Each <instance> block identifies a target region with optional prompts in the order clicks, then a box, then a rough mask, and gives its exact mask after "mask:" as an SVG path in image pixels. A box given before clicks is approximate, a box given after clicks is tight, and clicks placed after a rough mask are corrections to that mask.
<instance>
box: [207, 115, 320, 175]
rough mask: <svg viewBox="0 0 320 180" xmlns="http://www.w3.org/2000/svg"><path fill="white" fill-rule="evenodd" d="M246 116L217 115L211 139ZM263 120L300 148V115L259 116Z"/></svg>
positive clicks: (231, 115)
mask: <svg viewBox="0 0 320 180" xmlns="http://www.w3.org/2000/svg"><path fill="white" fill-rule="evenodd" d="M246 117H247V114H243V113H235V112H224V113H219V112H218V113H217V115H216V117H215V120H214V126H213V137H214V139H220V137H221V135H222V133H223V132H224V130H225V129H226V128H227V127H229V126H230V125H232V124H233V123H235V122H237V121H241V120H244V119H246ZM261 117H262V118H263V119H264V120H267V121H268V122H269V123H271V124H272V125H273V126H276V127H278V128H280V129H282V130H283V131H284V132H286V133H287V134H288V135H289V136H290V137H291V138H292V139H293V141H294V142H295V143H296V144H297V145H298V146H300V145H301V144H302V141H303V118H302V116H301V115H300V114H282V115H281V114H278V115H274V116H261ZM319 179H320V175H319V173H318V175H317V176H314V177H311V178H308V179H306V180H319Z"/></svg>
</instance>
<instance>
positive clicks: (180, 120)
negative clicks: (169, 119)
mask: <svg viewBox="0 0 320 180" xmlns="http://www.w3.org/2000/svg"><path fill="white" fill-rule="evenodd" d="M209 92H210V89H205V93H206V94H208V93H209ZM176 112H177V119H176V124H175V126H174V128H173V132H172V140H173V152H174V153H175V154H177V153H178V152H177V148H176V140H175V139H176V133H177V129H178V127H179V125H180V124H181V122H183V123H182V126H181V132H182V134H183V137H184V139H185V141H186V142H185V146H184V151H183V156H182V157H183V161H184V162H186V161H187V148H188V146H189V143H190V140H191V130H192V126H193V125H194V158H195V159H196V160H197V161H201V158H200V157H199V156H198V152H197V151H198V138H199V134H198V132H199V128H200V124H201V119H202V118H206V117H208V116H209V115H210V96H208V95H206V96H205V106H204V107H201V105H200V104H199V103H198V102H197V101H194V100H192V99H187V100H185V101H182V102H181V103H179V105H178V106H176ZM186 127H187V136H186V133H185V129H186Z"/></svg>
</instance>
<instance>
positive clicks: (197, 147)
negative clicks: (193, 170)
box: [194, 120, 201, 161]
━━━━━━━━━━━━━━━━
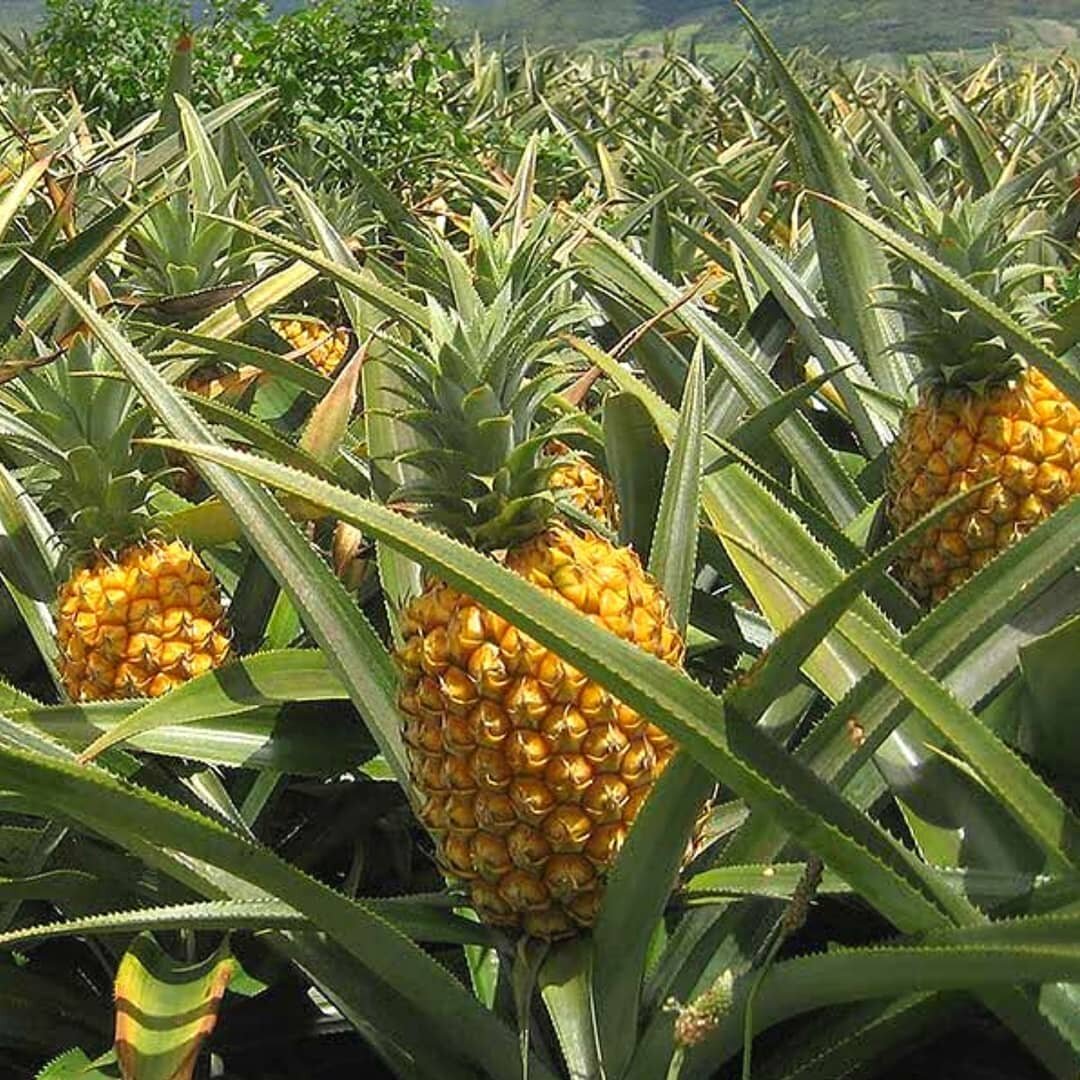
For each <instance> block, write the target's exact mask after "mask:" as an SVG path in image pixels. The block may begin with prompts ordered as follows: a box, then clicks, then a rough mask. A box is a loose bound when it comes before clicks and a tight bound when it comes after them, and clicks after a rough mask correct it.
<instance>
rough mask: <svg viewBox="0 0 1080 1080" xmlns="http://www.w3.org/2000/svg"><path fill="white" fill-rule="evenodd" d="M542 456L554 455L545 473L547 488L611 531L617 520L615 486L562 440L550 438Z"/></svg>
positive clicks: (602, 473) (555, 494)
━━━━━━━━━━━━━━━━
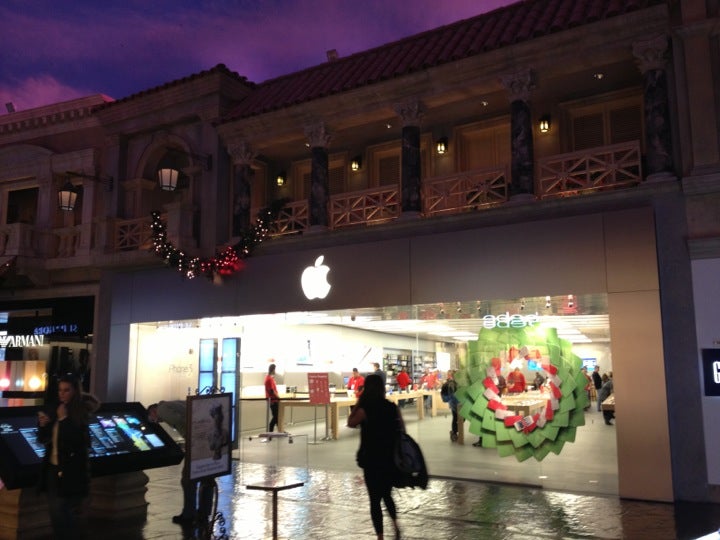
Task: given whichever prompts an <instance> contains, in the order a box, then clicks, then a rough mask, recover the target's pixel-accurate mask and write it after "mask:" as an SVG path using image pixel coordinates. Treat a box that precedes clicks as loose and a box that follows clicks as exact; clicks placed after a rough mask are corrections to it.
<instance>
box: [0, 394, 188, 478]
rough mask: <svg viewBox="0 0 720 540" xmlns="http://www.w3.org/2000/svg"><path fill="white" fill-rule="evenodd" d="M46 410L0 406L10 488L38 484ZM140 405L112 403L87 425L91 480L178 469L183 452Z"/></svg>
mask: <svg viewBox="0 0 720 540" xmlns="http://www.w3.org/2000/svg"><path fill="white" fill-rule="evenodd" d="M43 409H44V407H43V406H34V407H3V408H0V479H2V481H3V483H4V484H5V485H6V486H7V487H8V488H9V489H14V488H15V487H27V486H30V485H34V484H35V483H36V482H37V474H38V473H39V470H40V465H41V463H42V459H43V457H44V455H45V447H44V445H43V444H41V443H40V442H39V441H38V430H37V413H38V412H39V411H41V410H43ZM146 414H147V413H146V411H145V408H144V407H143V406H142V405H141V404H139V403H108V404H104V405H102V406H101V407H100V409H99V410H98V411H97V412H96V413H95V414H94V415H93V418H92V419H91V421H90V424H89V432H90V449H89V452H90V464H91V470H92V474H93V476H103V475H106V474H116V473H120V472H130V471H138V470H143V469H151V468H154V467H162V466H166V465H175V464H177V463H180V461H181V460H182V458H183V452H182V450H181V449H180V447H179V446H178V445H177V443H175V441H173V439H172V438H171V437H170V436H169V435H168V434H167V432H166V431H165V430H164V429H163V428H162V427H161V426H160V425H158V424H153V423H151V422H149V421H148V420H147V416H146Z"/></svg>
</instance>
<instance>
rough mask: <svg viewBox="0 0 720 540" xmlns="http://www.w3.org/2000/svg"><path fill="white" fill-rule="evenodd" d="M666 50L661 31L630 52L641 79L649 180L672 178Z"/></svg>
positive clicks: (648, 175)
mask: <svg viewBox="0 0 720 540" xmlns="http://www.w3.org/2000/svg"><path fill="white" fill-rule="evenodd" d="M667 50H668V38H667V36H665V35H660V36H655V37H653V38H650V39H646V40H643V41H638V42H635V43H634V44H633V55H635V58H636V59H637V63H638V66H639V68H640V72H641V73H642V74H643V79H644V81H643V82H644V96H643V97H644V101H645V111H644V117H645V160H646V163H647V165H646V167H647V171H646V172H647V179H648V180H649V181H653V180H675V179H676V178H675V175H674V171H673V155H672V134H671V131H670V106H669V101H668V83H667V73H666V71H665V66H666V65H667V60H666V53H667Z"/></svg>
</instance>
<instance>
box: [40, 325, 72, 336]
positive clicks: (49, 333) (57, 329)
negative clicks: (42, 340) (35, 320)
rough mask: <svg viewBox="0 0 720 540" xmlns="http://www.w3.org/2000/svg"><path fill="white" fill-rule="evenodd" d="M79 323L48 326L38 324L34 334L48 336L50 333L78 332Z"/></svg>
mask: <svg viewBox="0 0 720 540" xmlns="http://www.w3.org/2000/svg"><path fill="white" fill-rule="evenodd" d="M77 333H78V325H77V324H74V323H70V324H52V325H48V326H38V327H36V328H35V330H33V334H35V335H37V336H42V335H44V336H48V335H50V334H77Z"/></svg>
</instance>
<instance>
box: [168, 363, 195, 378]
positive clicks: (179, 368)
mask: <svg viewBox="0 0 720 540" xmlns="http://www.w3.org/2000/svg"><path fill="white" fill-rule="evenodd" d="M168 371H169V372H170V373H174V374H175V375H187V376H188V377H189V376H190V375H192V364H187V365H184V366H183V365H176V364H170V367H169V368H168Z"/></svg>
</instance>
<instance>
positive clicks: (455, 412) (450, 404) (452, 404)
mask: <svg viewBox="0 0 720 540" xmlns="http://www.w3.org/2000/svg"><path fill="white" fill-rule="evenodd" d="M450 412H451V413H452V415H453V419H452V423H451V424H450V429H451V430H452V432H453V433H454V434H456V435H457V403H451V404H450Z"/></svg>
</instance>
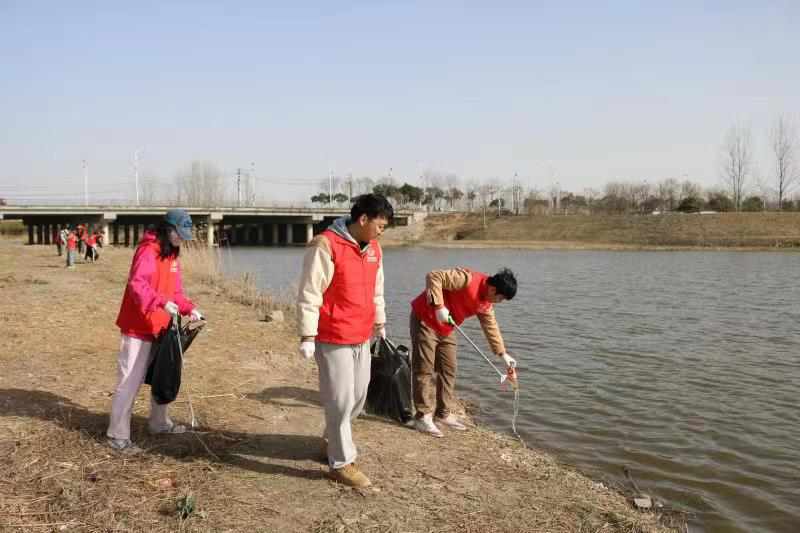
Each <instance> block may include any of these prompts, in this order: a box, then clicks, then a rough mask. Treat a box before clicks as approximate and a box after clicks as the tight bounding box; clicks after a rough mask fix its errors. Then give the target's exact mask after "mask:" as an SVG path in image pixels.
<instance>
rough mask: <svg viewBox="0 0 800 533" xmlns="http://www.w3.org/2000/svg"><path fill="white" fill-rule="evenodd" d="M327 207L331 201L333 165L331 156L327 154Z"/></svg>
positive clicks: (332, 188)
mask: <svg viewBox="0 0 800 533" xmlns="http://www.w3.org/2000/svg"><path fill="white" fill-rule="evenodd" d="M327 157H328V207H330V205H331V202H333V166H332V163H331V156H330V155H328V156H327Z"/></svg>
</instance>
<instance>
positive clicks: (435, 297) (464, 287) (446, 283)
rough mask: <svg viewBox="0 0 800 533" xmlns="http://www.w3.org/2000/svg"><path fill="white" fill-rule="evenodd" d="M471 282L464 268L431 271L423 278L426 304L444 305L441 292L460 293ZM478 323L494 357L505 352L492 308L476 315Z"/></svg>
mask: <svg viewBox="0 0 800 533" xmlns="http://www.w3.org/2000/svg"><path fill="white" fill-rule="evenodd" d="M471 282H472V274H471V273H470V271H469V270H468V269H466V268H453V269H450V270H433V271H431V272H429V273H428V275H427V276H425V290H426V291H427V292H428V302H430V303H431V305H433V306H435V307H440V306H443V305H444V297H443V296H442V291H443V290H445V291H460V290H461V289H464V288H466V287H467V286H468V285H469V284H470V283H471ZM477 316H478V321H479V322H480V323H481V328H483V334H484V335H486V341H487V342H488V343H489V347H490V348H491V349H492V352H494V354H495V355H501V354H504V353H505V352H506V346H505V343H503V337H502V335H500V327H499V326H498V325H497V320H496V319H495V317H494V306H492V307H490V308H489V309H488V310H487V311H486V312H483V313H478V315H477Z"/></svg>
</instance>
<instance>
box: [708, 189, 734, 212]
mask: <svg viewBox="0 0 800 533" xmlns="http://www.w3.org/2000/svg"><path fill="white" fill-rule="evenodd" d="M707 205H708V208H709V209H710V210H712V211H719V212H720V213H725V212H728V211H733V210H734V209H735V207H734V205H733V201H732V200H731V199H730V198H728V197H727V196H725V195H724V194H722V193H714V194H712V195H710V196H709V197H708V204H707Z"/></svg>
━━━━━━━━━━━━━━━━
Show, from the records above, every line that includes "loose".

For each <instance> block, write the target's exact mask after "mask:" as an SVG path in image pixels. The block may begin with prompts ordered as follows: a box, then clicks, then a rough mask. A box is a loose bound when it comes before clicks and a tight bound when it comes after them, and clicks after a rough mask correct it.
Task: given whichever prompts an <instance> contains, in the order a box, then clicks, then a rough mask, recover the target's pixel-accurate mask and write it after "mask:" as an SVG path using image pixel coordinates. Treat a box that precedes clicks as loose and a box that follows clicks as exact; clicks placed after a rough mask are corrections to it.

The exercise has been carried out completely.